- Your objective -
Leaving out all pictures, transcribe the lines below exactly, from the first through the line containing "positive clicks: (206, 223)".
[Data for this exercise Boundary: Start]
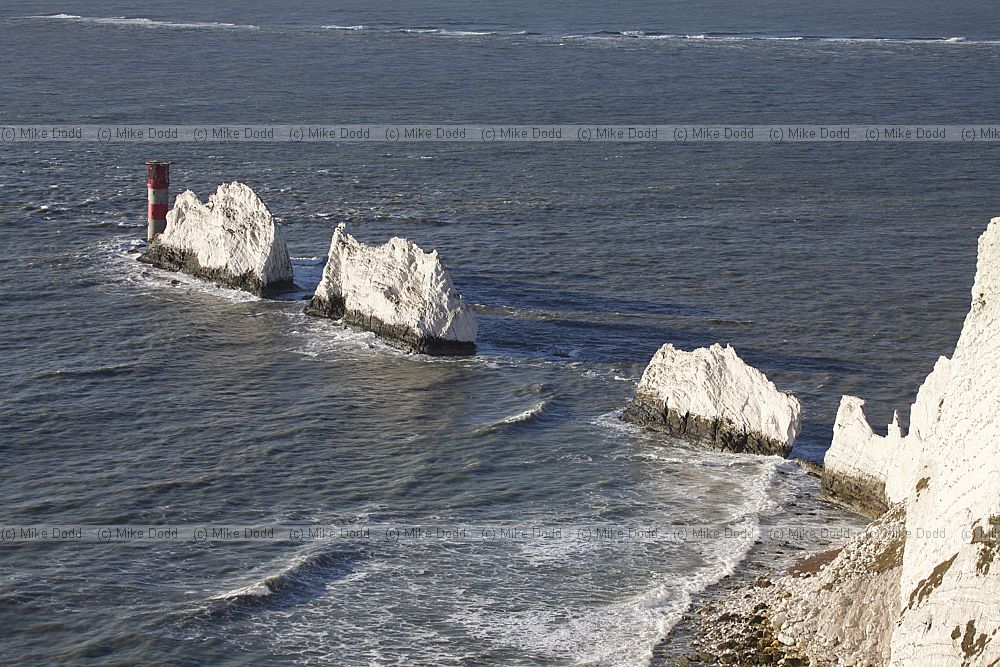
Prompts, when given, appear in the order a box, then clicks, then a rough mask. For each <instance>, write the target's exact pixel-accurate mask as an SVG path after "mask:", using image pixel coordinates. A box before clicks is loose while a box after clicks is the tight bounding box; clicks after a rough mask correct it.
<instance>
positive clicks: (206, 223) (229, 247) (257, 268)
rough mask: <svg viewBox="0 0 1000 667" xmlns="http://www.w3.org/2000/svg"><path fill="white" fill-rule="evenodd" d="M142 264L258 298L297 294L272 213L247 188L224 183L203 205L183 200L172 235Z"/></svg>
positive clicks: (239, 183) (281, 234) (172, 223)
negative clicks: (237, 289)
mask: <svg viewBox="0 0 1000 667" xmlns="http://www.w3.org/2000/svg"><path fill="white" fill-rule="evenodd" d="M139 261H141V262H145V263H147V264H152V265H153V266H157V267H159V268H161V269H168V270H170V271H183V272H184V273H188V274H191V275H193V276H195V277H198V278H202V279H204V280H208V281H211V282H214V283H216V284H217V285H221V286H223V287H233V288H235V289H240V290H244V291H247V292H250V293H252V294H256V295H258V296H270V295H273V294H276V293H280V292H284V291H288V290H291V289H293V288H294V287H295V285H294V283H293V280H292V263H291V260H290V259H289V257H288V248H287V247H286V246H285V240H284V238H283V236H282V234H281V230H280V229H278V226H277V224H275V222H274V219H273V218H272V216H271V212H270V211H268V210H267V206H265V205H264V202H262V201H261V200H260V197H258V196H257V194H256V193H255V192H254V191H253V190H252V189H251V188H250V187H249V186H247V185H244V184H243V183H238V182H235V181H234V182H232V183H224V184H222V185H220V186H219V188H218V190H216V191H215V194H213V195H211V196H210V197H209V198H208V201H207V202H206V203H204V204H202V203H201V202H200V201H199V200H198V196H197V195H196V194H195V193H194V192H192V191H191V190H186V191H184V192H182V193H181V194H179V195H177V198H176V199H175V200H174V207H173V208H172V209H170V211H169V212H168V213H167V227H166V230H165V231H164V232H163V233H162V234H159V235H158V236H157V237H156V238H155V239H153V243H152V244H151V245H150V247H149V248H148V250H147V251H146V252H145V253H144V254H143V255H142V256H140V257H139Z"/></svg>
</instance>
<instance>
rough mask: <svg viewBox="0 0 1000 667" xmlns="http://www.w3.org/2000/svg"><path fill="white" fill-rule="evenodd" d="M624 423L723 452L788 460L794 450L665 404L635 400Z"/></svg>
mask: <svg viewBox="0 0 1000 667" xmlns="http://www.w3.org/2000/svg"><path fill="white" fill-rule="evenodd" d="M621 418H622V419H623V420H624V421H627V422H631V423H633V424H637V425H638V426H643V427H645V428H649V429H653V430H655V431H663V432H664V433H669V434H670V435H673V436H676V437H678V438H684V439H685V440H688V441H690V442H694V443H697V444H699V445H703V446H705V447H709V448H711V449H717V450H719V451H723V452H735V453H740V454H762V455H765V456H770V455H775V454H776V455H778V456H783V457H785V458H787V457H788V455H789V454H790V453H791V451H792V448H791V447H790V446H788V445H786V444H785V443H783V442H779V441H777V440H774V439H773V438H767V437H765V436H763V435H761V434H759V433H748V432H746V431H743V430H742V429H741V428H740V427H738V426H737V425H736V424H735V423H733V422H732V421H731V420H729V419H725V418H722V417H717V418H714V419H705V418H703V417H699V416H697V415H692V414H685V415H681V414H678V413H677V412H676V411H675V410H668V409H665V407H664V406H663V404H662V403H659V404H657V402H651V401H648V400H644V399H642V398H638V397H637V398H636V399H634V400H633V401H632V402H631V403H629V404H628V406H627V407H626V408H625V410H624V412H622V416H621Z"/></svg>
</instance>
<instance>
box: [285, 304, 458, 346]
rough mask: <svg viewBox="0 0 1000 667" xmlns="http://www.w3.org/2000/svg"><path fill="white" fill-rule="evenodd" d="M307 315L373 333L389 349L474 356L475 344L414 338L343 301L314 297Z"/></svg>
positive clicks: (407, 333) (444, 340)
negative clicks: (351, 308)
mask: <svg viewBox="0 0 1000 667" xmlns="http://www.w3.org/2000/svg"><path fill="white" fill-rule="evenodd" d="M305 313H306V314H307V315H313V316H315V317H328V318H330V319H331V320H341V319H342V320H343V321H344V324H349V325H352V326H356V327H358V328H360V329H364V330H366V331H371V332H373V333H374V334H375V335H376V336H378V337H379V338H381V339H383V340H384V341H385V342H386V343H388V344H389V345H392V346H393V347H396V348H399V349H401V350H406V351H407V352H412V353H415V354H429V355H433V356H438V357H451V356H468V355H472V354H475V353H476V344H475V343H470V342H467V341H456V340H446V339H444V338H434V337H427V336H420V335H417V334H416V333H415V332H414V331H413V330H412V329H410V328H408V327H400V326H396V325H392V324H386V323H385V322H383V321H382V320H380V319H379V318H377V317H374V316H372V315H369V314H367V313H362V312H359V311H356V310H347V309H346V307H345V305H344V302H343V301H342V300H339V299H338V300H336V301H333V300H329V299H324V298H323V297H318V296H314V297H313V298H312V299H311V300H310V301H309V305H307V306H306V308H305Z"/></svg>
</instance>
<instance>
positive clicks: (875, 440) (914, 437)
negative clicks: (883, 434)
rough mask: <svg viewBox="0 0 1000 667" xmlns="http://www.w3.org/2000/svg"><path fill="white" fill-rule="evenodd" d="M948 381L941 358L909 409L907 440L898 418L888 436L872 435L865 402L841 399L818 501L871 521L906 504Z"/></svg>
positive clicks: (946, 370)
mask: <svg viewBox="0 0 1000 667" xmlns="http://www.w3.org/2000/svg"><path fill="white" fill-rule="evenodd" d="M950 375H951V363H950V361H949V359H948V358H947V357H941V358H939V359H938V361H937V363H936V364H935V365H934V370H933V371H932V372H931V374H930V375H928V376H927V379H926V380H925V381H924V384H923V385H922V386H921V387H920V390H919V391H918V392H917V398H916V400H915V401H914V402H913V405H912V406H911V407H910V428H909V432H908V433H906V434H904V433H903V431H902V429H901V428H900V426H899V415H898V414H896V415H893V420H892V423H891V424H889V427H888V431H887V433H886V435H885V436H879V435H876V434H875V433H874V432H873V431H872V429H871V427H870V426H869V425H868V420H867V419H866V418H865V414H864V404H865V402H864V401H863V400H861V399H860V398H856V397H854V396H844V397H842V398H841V401H840V409H839V410H838V411H837V420H836V422H835V424H834V428H833V442H832V444H831V445H830V449H828V450H827V452H826V456H825V458H824V460H823V482H822V491H821V495H822V497H825V498H827V499H828V500H832V501H834V502H837V503H839V504H841V505H844V506H846V507H848V508H850V509H853V510H855V511H857V512H859V513H861V514H867V515H869V516H879V515H880V514H882V513H883V512H885V511H886V510H887V509H888V508H889V507H890V506H891V505H893V504H895V503H899V502H903V501H904V500H906V498H907V496H909V494H910V492H911V491H912V490H913V484H914V483H915V482H916V481H917V478H916V474H917V472H918V471H919V462H920V461H921V460H922V458H923V450H924V447H925V446H926V443H927V441H928V439H929V438H930V436H931V434H932V433H933V431H934V426H935V424H936V423H937V420H938V419H939V417H940V415H941V398H942V394H943V392H944V388H945V385H946V384H947V382H948V379H949V378H950Z"/></svg>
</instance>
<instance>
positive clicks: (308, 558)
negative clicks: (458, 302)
[Data for this exercise Boundary: End]
- Exercise solution -
Prompts, when given, appear in the order a box, then clicks, then a rough mask. For each <instance>, write the target's exact pixel-accurate mask as an SVG path after "mask:", using image pixel coordinates. A box before clicks is loose while a box after clicks is the tight bounding box; clicks after a rough mask correct it.
<instance>
positive clicks: (206, 223) (229, 247) (257, 268)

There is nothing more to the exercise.